DATASET RECORDS:
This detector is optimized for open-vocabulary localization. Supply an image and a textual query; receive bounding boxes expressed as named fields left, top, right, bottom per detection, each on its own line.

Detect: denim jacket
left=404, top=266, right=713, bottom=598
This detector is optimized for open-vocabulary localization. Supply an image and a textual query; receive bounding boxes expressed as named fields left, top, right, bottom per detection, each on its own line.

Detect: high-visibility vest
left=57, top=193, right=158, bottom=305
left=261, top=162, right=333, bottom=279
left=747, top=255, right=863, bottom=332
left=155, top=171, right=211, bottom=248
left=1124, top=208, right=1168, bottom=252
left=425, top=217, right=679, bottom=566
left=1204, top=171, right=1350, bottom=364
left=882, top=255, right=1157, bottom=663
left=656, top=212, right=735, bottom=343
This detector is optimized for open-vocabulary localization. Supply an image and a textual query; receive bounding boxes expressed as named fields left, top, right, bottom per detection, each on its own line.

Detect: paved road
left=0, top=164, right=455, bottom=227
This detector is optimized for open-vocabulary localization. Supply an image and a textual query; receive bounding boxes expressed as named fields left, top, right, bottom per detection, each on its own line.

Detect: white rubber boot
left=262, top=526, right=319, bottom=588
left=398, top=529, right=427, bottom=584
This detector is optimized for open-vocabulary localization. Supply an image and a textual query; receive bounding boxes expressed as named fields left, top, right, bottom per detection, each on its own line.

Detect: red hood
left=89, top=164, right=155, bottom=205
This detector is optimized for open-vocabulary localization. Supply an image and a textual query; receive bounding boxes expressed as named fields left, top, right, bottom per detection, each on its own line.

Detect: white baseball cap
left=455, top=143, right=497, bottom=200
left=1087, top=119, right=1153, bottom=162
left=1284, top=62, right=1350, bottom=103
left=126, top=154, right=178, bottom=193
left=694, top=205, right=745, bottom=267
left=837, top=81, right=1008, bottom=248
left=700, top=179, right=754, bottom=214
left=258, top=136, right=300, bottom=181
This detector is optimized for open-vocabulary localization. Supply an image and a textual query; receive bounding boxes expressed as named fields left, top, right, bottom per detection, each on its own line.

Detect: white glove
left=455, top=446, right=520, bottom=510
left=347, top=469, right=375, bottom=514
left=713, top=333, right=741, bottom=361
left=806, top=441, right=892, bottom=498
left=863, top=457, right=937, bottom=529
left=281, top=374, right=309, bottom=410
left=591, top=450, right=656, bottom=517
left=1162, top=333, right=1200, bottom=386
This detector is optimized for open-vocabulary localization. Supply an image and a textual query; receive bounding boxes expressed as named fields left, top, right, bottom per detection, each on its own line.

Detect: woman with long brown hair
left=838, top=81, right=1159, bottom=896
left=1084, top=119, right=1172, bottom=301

WORK TO COMPLETE: Rewrite all the material above, replacing every instance of "textual query" with "text prompt" and leaving everything else unchanged.

RESULT BELOW:
This detector is optimized for open-vocabulary localization. Supply an image and a text prompt; receive bounding boxes expressed as named fields left, top, right, bottom per detection, each on its own line.

Detect: denim jacket
left=404, top=266, right=713, bottom=598
This detector is optimized for open-vocabulary localization. Supply an image and a text prompt; receive bounding boxes expressed as named fields left, top, right, bottom per detection, each on its own line.

Detect: high-visibility vest
left=57, top=193, right=158, bottom=305
left=261, top=162, right=333, bottom=279
left=747, top=255, right=863, bottom=332
left=155, top=171, right=211, bottom=248
left=1124, top=208, right=1168, bottom=252
left=425, top=217, right=679, bottom=566
left=1204, top=171, right=1350, bottom=364
left=882, top=255, right=1157, bottom=663
left=656, top=212, right=735, bottom=343
This detector is optimized for open-vocabulary localization. Supply an image and a text prompt; receive bounding boxes expressed as named fields left, top, right, bottom per detection, each on its own line.

Detect: paved road
left=0, top=164, right=455, bottom=227
This detector is optimized for open-vocabulary localization. Supply an image and a text prompt; receive bounding boxes expressed as named fields left, top, right, bottom per detection, each on its own line.

Detect: white rubber boot
left=262, top=526, right=319, bottom=588
left=398, top=529, right=427, bottom=584
This detector is optimized for open-vocabulary localization. Supply an image and a text prompt; receive bounding boxes expressed as named fields left, top, right, bottom per detection, each on its own line.

Detect: red hood
left=89, top=164, right=155, bottom=205
This detector is optimized for open-vocabulary localization. Supply an image and a text prompt; receive bounding boxes expressed as named fields left, top, right, bottom per detection, each on its own line.

Detect: white baseball cap
left=455, top=143, right=497, bottom=200
left=1087, top=119, right=1153, bottom=162
left=1284, top=62, right=1350, bottom=103
left=126, top=154, right=178, bottom=193
left=694, top=205, right=745, bottom=267
left=837, top=81, right=1008, bottom=248
left=700, top=179, right=754, bottom=214
left=258, top=136, right=300, bottom=181
This detector is optimized for open-vocabulary localization. Supply an image and a text prompt; receive bounding boxes expressed as named fields left, top, right, bottom per detection, each on its own line.

Detect: white glove
left=455, top=446, right=520, bottom=510
left=347, top=469, right=375, bottom=514
left=713, top=333, right=741, bottom=361
left=806, top=441, right=892, bottom=498
left=863, top=457, right=937, bottom=529
left=281, top=374, right=309, bottom=410
left=591, top=450, right=656, bottom=517
left=1162, top=333, right=1200, bottom=386
This detector is optimized for open-vocabulary localization. Supply an image and a text prompt; receive bounding boxes expressed as named fields left, top, right, bottom per detection, each on its own line.

Detect: woman with long brown hair
left=838, top=81, right=1159, bottom=896
left=1084, top=119, right=1172, bottom=301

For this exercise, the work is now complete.